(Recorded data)
--- Begin ---

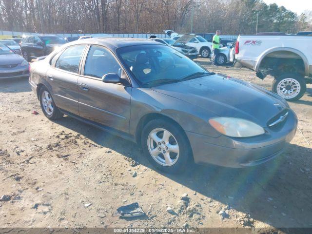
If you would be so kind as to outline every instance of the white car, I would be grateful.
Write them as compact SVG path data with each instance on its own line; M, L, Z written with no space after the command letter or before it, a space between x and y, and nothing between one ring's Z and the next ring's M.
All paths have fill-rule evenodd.
M202 57L209 58L212 51L213 43L209 42L201 36L195 34L179 35L172 30L165 30L164 32L177 42L195 47Z
M185 45L183 44L176 43L176 41L173 39L167 38L163 39L160 38L151 38L149 39L170 46L171 48L175 49L176 50L177 50L185 56L187 56L191 59L196 58L199 54L195 48Z
M312 37L285 35L240 35L234 67L254 70L264 79L274 78L272 91L288 101L304 94L312 84Z
M6 45L8 47L14 51L16 54L20 55L20 46L14 40L10 39L0 40L0 43Z
M224 65L227 62L233 63L235 59L235 42L228 46L221 47L220 53L216 58L216 62L218 65ZM213 51L210 55L210 60L213 60L214 57Z

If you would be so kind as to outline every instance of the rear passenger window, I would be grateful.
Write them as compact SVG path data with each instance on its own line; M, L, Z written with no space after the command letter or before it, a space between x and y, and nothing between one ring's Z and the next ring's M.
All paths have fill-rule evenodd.
M105 49L91 46L84 66L84 75L101 78L108 73L121 76L122 69L115 58Z
M57 61L55 67L77 73L80 59L85 47L85 45L76 45L65 50Z

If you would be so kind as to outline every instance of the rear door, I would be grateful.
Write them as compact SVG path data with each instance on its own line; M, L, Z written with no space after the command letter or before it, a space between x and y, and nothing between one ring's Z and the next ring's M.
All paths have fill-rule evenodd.
M129 132L132 88L104 83L101 78L116 73L127 78L112 52L92 46L78 78L80 117L125 133Z
M76 115L79 115L78 71L86 46L76 45L57 54L50 61L51 67L47 73L56 105Z

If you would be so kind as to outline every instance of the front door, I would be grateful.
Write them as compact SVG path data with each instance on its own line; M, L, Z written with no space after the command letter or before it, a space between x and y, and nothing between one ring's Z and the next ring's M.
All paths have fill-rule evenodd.
M128 133L132 88L101 79L109 73L125 75L115 57L103 47L92 46L83 72L78 78L80 117Z
M77 115L79 115L78 69L85 47L85 45L71 46L57 54L46 74L56 105Z

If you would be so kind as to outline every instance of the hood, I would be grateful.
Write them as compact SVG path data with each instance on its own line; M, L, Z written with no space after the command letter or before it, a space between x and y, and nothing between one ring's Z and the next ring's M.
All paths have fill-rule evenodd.
M185 35L182 36L180 38L179 38L176 41L174 45L176 45L176 43L182 43L182 44L186 44L187 42L192 40L195 35L191 35L191 34L185 34Z
M185 45L184 44L178 43L177 44L174 44L174 46L175 47L180 47L183 49L186 49L187 50L193 50L196 49L195 47L193 47L192 46L189 46L188 45Z
M218 74L164 84L152 89L205 109L216 116L244 118L262 127L288 108L285 102L275 94Z
M0 55L0 66L1 65L18 64L21 63L24 58L16 54Z
M7 46L11 50L20 50L20 46L19 45L8 45Z

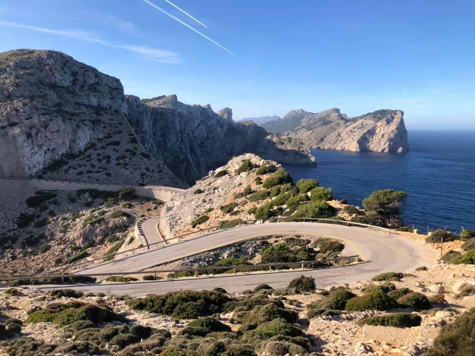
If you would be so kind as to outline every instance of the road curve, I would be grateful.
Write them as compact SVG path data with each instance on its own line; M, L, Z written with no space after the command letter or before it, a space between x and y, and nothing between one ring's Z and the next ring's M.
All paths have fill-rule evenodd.
M315 277L319 287L366 280L382 272L413 270L421 266L430 266L435 260L430 248L398 235L375 230L333 224L312 222L279 222L248 225L218 231L193 239L171 244L140 255L94 266L79 273L110 273L144 269L157 265L254 237L271 234L314 234L344 240L344 253L359 254L367 262L343 267L305 270ZM129 284L102 284L73 287L95 293L127 294L140 296L180 289L203 289L221 287L230 292L241 292L266 283L274 288L285 286L302 271L249 273L236 275L204 277L195 279L165 280ZM56 288L57 288L56 286Z

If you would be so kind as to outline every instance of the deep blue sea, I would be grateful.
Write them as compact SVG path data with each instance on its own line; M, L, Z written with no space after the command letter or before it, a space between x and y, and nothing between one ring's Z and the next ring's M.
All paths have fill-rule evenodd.
M295 181L316 178L359 206L375 190L407 191L404 222L422 232L475 229L475 131L411 131L409 138L403 154L314 150L316 167L285 168Z

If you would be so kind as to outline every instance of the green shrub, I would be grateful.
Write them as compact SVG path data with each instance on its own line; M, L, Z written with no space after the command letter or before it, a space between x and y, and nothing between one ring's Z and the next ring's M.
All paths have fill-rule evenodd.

--- End ---

Exercise aim:
Rewrite all the records above, changing "white car" to "silver car" and keeping everything else the same. Omit the pictures from your version.

Solution to the problem:
If you would be so kind as to outline every instance of the silver car, I would be grateful.
Write them as compact SVG path data with each instance on its own line; M, L, Z written with no space after the command letter or before it, a space between x and y, and nothing between one ring's Z and the next ring's M.
All paths have fill-rule evenodd.
M202 57L209 58L212 51L213 43L209 42L201 36L195 34L179 35L172 30L165 30L164 32L177 42L195 47Z
M185 45L183 44L176 43L176 41L173 39L167 38L163 39L160 38L151 38L149 39L170 46L171 48L175 49L176 50L177 50L185 56L187 56L191 59L196 58L199 54L195 48Z
M312 37L285 35L240 35L234 67L254 70L264 79L274 78L272 91L288 101L304 94L312 84Z
M6 45L8 47L14 51L16 54L20 55L20 46L14 40L10 39L0 40L0 43Z
M224 65L227 62L233 63L235 59L235 42L228 46L221 47L220 53L216 58L216 62L218 65ZM213 51L210 55L210 60L213 60L214 57Z

If you would be so kind as to outline every instance of the rear passenger window, I would be grateful.
Write them as compact SVG path data with each instance on its own line; M, L, Z written with no space after the command letter or before it, a space between x and y, and nothing between one ring's Z and the next ring's M.
All paths have fill-rule evenodd.
M105 49L91 46L84 66L84 75L101 78L108 73L121 76L122 69L115 58Z
M57 61L55 67L77 73L80 59L85 47L85 45L76 45L65 50Z

If you would be so kind as to outline every instance of the rear door, I would be grateful.
Write them as compact SVG path data with each instance on its own line; M, L, Z written with no space after the command letter or before it, a space between x and y, and nothing between one ring's Z and the next ring's M.
All paths have fill-rule evenodd.
M129 132L132 88L104 83L101 78L116 73L127 78L112 52L92 46L78 78L80 117L125 133Z
M76 115L79 115L78 71L86 46L76 45L57 54L50 61L51 67L47 73L56 105Z

If you would be so kind as to outline every instance of the front door, I would be grateful.
Write them as compact SVG path data with each instance on its own line; M, L, Z written with no space after the command letter or before it, a space between x and y, and nothing between one ring's Z and the next ring's M.
All paths have fill-rule evenodd.
M128 133L132 88L101 79L109 73L125 75L115 57L103 47L92 46L83 72L78 78L80 117Z
M77 115L79 115L78 69L85 47L85 45L71 46L57 54L46 74L56 105Z

If you would be so kind as to outline every instance of the hood, I would be grateful.
Write them as compact SVG path data with each instance on its own line; M, L, Z written with no space after the command letter or before it, a space between x and y, and nothing between one ring's Z and the next ring's M.
All paths have fill-rule evenodd.
M185 35L182 36L180 38L179 38L176 41L174 45L176 45L176 43L182 43L182 44L186 44L187 42L192 40L195 35L191 35L191 34L185 34Z
M185 45L184 44L178 43L177 44L174 44L174 46L175 47L180 47L183 49L186 49L187 50L193 50L196 49L195 47L193 47L192 46L189 46L188 45Z
M218 74L164 84L152 89L205 109L216 116L244 118L262 127L288 108L285 102L275 94Z
M0 55L0 66L1 65L18 64L21 63L24 58L16 54Z
M7 46L11 50L20 50L20 46L19 45L8 45Z

If you would be so kind as to outline every instance of the road curve, I would be grateful.
Write them as compact SVG path data with each instance on its own line; M, L, Z written with no space after the command letter or before it, a space between x and y, and nothing between one ring's Z and the next ring's M.
All paths have fill-rule evenodd.
M315 277L319 287L366 280L382 272L413 270L421 266L430 266L435 260L430 248L398 235L375 230L333 224L312 222L279 222L248 225L218 231L193 239L171 244L140 255L94 266L79 273L110 273L144 269L157 265L254 237L271 234L314 234L344 240L344 253L359 254L367 262L343 267L305 270ZM129 284L102 284L73 287L95 293L127 294L140 296L180 289L203 289L221 287L230 292L241 292L266 283L274 288L285 286L302 271L249 273L236 275L204 277L195 279L165 280ZM56 288L57 288L56 286Z

If you would be so kind as to outline every instance of the deep blue sea, I would be grateful.
Write them as compact SVG path data with each instance on its own line; M, L, Z written with no space after the command letter or before it, a space between x and y, and nothing between one ring's Z and the next ring's M.
All paths have fill-rule evenodd.
M295 181L316 178L359 206L375 190L407 191L404 222L422 232L475 229L475 131L411 131L409 138L403 154L314 150L316 167L285 168Z

If you would be so kind as to outline every instance of the green shrub, I would be grateful.
Write them as compact SVG path data with each instance on its own line; M, L, Z written with no space after the command letter or before it, a space between x and y, and nothing between one ring's Z and the next ring's M.
All paths have fill-rule evenodd.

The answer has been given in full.